== ENTRIES SUPPLIED ==
□ □ □

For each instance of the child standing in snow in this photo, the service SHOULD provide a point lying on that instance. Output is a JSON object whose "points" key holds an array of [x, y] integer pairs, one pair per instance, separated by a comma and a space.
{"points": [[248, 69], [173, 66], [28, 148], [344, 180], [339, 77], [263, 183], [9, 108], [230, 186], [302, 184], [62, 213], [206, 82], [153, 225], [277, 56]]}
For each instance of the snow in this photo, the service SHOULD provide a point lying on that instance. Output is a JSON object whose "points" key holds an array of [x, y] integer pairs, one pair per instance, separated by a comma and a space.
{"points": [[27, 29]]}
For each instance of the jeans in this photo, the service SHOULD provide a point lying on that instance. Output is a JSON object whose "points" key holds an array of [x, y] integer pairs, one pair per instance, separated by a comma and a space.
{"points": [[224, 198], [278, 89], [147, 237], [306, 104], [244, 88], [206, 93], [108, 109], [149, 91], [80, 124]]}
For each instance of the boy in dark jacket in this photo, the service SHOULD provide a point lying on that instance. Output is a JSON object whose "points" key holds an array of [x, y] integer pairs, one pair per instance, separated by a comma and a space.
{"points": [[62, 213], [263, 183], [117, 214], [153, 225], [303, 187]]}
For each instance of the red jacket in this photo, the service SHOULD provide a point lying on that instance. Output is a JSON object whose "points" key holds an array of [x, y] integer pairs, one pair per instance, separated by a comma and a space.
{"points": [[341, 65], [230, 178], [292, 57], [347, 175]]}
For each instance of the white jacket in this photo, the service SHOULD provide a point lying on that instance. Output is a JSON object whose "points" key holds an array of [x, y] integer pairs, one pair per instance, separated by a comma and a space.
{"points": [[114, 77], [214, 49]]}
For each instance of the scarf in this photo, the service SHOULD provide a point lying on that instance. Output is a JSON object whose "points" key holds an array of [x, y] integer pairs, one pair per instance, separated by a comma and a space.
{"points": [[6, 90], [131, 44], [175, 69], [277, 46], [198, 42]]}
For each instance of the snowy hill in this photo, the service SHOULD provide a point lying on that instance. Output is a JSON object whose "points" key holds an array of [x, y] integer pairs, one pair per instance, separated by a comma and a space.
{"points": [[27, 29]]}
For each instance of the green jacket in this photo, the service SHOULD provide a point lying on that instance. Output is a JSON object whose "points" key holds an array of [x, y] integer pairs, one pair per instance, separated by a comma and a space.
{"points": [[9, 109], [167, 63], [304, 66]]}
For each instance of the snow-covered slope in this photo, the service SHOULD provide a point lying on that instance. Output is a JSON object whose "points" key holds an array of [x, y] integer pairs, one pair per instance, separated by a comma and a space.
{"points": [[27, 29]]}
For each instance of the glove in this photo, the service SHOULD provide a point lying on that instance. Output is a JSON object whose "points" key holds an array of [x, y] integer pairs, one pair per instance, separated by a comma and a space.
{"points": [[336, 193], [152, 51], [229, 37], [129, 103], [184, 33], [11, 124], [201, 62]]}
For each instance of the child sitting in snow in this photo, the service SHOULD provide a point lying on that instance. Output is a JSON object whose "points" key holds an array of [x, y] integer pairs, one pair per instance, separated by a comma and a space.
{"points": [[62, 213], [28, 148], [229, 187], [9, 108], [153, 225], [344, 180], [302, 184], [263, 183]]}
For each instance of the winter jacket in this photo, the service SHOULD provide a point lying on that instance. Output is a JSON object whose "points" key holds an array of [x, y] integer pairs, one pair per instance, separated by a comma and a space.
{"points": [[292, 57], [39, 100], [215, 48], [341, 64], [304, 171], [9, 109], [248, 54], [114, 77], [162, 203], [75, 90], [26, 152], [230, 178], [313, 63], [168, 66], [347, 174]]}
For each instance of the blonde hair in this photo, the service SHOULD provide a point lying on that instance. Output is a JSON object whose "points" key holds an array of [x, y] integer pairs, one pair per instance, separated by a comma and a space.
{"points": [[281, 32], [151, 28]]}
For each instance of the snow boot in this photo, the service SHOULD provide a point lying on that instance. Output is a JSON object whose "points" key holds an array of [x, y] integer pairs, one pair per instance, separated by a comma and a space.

□ □ □

== TASK TO CARRY OUT ==
Set out each line of the records above as a Markdown table with two columns, Row and Line. Number the rows and leave out any blank lines.

== TASK SOLUTION ==
| Row | Line |
|---|---|
| 1 | For each instance of the child standing in snow in this photo, the service SHOULD provide a point lying on that instance. Output is a JSON object whose "points" key holds an array of [x, y] integer pairs, one pair per instance, separated by a comma and a space. |
| 2 | {"points": [[248, 69], [173, 66], [28, 148], [344, 180], [339, 77], [263, 183], [9, 108], [230, 186], [302, 184], [62, 213], [206, 82], [153, 225], [277, 56]]} |
| 3 | For each instance of the snow in this photo, the service SHOULD provide a point lying on that instance. Output is a JSON object whose "points" key holds an array of [x, y] integer pairs, one pair per instance, separated by a comma and a space. |
| 4 | {"points": [[27, 29]]} |
| 5 | For each instance of the jeans in this photo, the service SHOULD provide a point lying on that instance. Output is a JSON object whose "points" key holds an array of [x, y] integer pairs, one pair per instance, separated by a comma and a space. |
| 6 | {"points": [[224, 198], [278, 89], [147, 237], [306, 104], [244, 88], [206, 93], [108, 109], [149, 91], [80, 124]]} |
| 7 | For each instance of the boy in dark jacket in this photo, the service SHOULD provide a point lying on that instance. Output is a JSON object whose "points" key holds an array of [x, y] integer pairs, one pair per instance, separated by a comma and a space. |
| 8 | {"points": [[62, 213], [263, 183], [117, 214], [153, 225], [303, 187]]} |
| 9 | For each instance of the red jacket in this photo, the service SHOULD provide a point lying on that instance. Output is a JSON object whose "points" key holds an array of [x, y] integer pairs, one pair per instance, separated by a comma and a space. |
| 10 | {"points": [[341, 65], [230, 178], [292, 57], [347, 175]]} |
| 11 | For each instance of the white jacket in this photo, the service SHOULD provide a point lying on that instance. Output is a JSON object whose "points" key holds an array of [x, y] integer pairs, one pair per instance, separated by a comma and a space. |
| 12 | {"points": [[114, 77], [214, 49]]} |
| 13 | For each instance of the scarf in this photo, the service SHOULD provide a point lying on that instance. Output is a JSON object whose "points" key holds an array of [x, y] integer pairs, one pair per instance, separated by a comma and a space. |
| 14 | {"points": [[6, 90], [131, 44], [175, 69], [277, 46], [198, 42]]} |
| 15 | For each instance of the snowy hill in this photo, the service SHOULD provide a point lying on that instance. Output is a JSON object whose "points" key holds an array of [x, y] integer pairs, one pair per instance, separated by a comma and a space. |
| 16 | {"points": [[27, 29]]} |
| 17 | For each instance of the green jacket in this photo, the service SHOULD provide a point lying on that instance. Output is a JSON object whose "points" key holds an array of [x, y] integer pairs, one pair per instance, separated by a comma and a space. |
| 18 | {"points": [[9, 109], [167, 63], [304, 66]]} |
| 19 | For each instance of the snow-covered slope in this photo, the service SHOULD provide a point lying on that instance. Output is a JSON object whose "points" key holds an array of [x, y] integer pairs, one pair per instance, separated by a comma and a space. |
| 20 | {"points": [[27, 29]]} |
| 21 | For each instance of the glove in this photo, the service SHOULD provide a point lying on that instance. Output is a JSON object whose "points" key holds an array of [x, y] integer pairs, one pair per instance, separated by a comma and a space. |
| 22 | {"points": [[336, 193], [152, 51], [229, 37], [129, 103], [184, 33], [11, 124], [201, 62]]} |
| 23 | For each instance of the child sitting in snow in this photo, the service SHOULD provide a point lying on that instance. Output is a JSON object whose "points" key holds an array of [x, y] integer pairs, one pair per instance, separated by a comma and a space. |
| 24 | {"points": [[62, 213], [28, 148], [229, 187], [9, 108], [153, 225], [344, 180], [302, 184], [263, 183]]} |
| 25 | For each instance of the winter jacket in this photo, the service SHOULD provide a point lying on that instance. Output is a JSON object whose "points" key holds an array of [x, y] integer pairs, one pair per instance, separated by a comma and a space. |
| 26 | {"points": [[292, 57], [39, 100], [215, 48], [341, 64], [304, 171], [9, 109], [248, 54], [114, 77], [162, 203], [75, 90], [26, 152], [230, 178], [313, 63], [168, 66], [347, 174]]} |
| 27 | For each instance of the blonde hair in this photo, the service SHOULD provide a point lying on that instance. Output is a JSON object whose "points" key holds an array of [x, y] integer pairs, one pair per instance, separated by a comma and a space. |
| 28 | {"points": [[281, 32], [151, 28]]} |
| 29 | For each instance of the snow boot in this photo, the service SHOULD provide a point lying on that instance. Output is a JSON object whose "points" key holds an array of [x, y] integer pairs, one pair per instance, separated by a comma and a space. |